## The task
The lines to extract begin at the one containing "Mark every instance of the woman with bunny" and run to the end of the listing; set them down exactly and alone.

## Given data
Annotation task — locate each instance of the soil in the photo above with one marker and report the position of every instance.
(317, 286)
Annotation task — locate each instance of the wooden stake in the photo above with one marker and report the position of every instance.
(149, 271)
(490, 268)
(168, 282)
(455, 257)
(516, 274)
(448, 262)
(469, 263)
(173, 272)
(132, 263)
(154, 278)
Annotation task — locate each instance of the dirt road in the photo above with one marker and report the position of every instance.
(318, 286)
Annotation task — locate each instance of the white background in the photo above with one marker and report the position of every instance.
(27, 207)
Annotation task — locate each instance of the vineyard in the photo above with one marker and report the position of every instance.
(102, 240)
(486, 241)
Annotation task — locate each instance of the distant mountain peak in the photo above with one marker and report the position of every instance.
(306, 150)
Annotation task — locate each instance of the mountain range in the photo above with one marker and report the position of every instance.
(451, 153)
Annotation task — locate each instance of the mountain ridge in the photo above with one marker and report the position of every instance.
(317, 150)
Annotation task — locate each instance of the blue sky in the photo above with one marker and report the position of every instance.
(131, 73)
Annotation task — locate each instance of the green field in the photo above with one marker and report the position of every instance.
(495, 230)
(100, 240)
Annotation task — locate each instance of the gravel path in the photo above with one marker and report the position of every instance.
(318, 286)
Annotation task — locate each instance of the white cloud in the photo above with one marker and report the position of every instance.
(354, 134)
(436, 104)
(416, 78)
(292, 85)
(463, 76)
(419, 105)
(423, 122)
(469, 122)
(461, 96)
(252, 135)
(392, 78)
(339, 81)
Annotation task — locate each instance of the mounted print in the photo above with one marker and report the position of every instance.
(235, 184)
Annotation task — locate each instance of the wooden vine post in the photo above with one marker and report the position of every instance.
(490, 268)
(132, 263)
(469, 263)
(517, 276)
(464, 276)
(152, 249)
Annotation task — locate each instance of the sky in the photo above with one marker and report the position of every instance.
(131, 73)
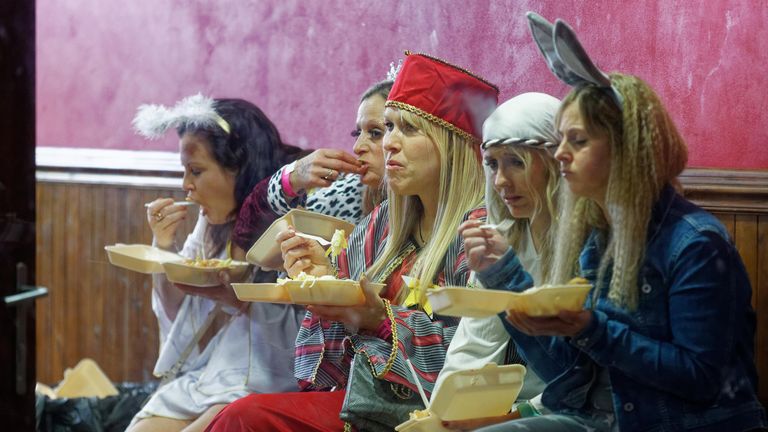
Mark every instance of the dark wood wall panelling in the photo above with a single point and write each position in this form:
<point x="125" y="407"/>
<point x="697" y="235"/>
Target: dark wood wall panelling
<point x="103" y="312"/>
<point x="740" y="200"/>
<point x="94" y="309"/>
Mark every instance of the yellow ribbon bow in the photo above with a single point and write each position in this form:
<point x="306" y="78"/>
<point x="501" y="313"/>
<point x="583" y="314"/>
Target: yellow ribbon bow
<point x="414" y="295"/>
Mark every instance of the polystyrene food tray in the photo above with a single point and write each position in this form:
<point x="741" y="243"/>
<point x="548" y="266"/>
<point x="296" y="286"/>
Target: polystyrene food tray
<point x="475" y="393"/>
<point x="334" y="292"/>
<point x="261" y="292"/>
<point x="183" y="273"/>
<point x="266" y="251"/>
<point x="139" y="258"/>
<point x="478" y="303"/>
<point x="85" y="380"/>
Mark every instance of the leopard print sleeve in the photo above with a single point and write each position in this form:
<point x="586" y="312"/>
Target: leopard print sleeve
<point x="342" y="199"/>
<point x="277" y="199"/>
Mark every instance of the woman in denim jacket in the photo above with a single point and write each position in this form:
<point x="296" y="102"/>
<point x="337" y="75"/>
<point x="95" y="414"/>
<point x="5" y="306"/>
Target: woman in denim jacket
<point x="666" y="342"/>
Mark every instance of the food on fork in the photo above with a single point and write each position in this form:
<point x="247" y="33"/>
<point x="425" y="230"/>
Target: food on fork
<point x="578" y="281"/>
<point x="417" y="414"/>
<point x="209" y="263"/>
<point x="338" y="243"/>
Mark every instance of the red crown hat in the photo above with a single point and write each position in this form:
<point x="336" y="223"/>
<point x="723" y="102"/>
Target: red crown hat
<point x="444" y="93"/>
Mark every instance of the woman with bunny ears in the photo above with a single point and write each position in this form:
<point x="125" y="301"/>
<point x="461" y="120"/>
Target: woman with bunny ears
<point x="214" y="348"/>
<point x="666" y="342"/>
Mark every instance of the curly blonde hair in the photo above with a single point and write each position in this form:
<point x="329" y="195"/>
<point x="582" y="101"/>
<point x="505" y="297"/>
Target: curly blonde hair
<point x="460" y="190"/>
<point x="647" y="153"/>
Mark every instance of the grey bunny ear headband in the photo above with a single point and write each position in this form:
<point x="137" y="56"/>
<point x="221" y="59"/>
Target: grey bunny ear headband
<point x="566" y="57"/>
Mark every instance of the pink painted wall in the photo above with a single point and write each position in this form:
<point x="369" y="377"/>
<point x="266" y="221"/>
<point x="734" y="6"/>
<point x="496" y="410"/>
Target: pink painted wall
<point x="306" y="62"/>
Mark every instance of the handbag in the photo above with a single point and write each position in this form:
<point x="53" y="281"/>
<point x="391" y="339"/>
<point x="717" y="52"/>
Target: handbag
<point x="373" y="404"/>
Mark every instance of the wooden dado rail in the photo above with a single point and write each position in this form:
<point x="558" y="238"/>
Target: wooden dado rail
<point x="103" y="312"/>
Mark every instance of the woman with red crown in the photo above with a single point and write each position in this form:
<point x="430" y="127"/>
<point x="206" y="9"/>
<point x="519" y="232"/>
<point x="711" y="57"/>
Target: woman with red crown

## The reply
Mark every instance of the woman with bunny ears in the photo above with a single point and write each position in this form:
<point x="125" y="301"/>
<point x="461" y="120"/>
Target: woman with bunny ears
<point x="214" y="348"/>
<point x="666" y="342"/>
Mark every instance of the curly blonde hair in the photo above with a single point and write each position in this form:
<point x="329" y="195"/>
<point x="582" y="101"/>
<point x="505" y="297"/>
Target: curly blonde hair
<point x="460" y="190"/>
<point x="647" y="153"/>
Mark every instance of the grey bunny ear headband in the photo above with a single point and write each position in this form:
<point x="137" y="56"/>
<point x="221" y="59"/>
Target: grey bunny ear headband
<point x="566" y="57"/>
Mark every instance of the pink painted wall in the photo above with a single point and write each position in this form:
<point x="369" y="377"/>
<point x="266" y="221"/>
<point x="734" y="6"/>
<point x="496" y="410"/>
Target: pink painted wall
<point x="306" y="62"/>
Mark every instance of the handbag in the photo above with a single point and write each position in this form:
<point x="53" y="281"/>
<point x="391" y="339"/>
<point x="717" y="52"/>
Target: handbag
<point x="373" y="404"/>
Mark every instance of the wooden dado rail in the photo above with a single point and write each position in this form:
<point x="558" y="238"/>
Target: wooden dado rail
<point x="103" y="312"/>
Mark every instance of the woman with red crown in the photo above with a single point and write each position in this form:
<point x="430" y="127"/>
<point x="206" y="9"/>
<point x="519" y="232"/>
<point x="711" y="57"/>
Target: woman with red crown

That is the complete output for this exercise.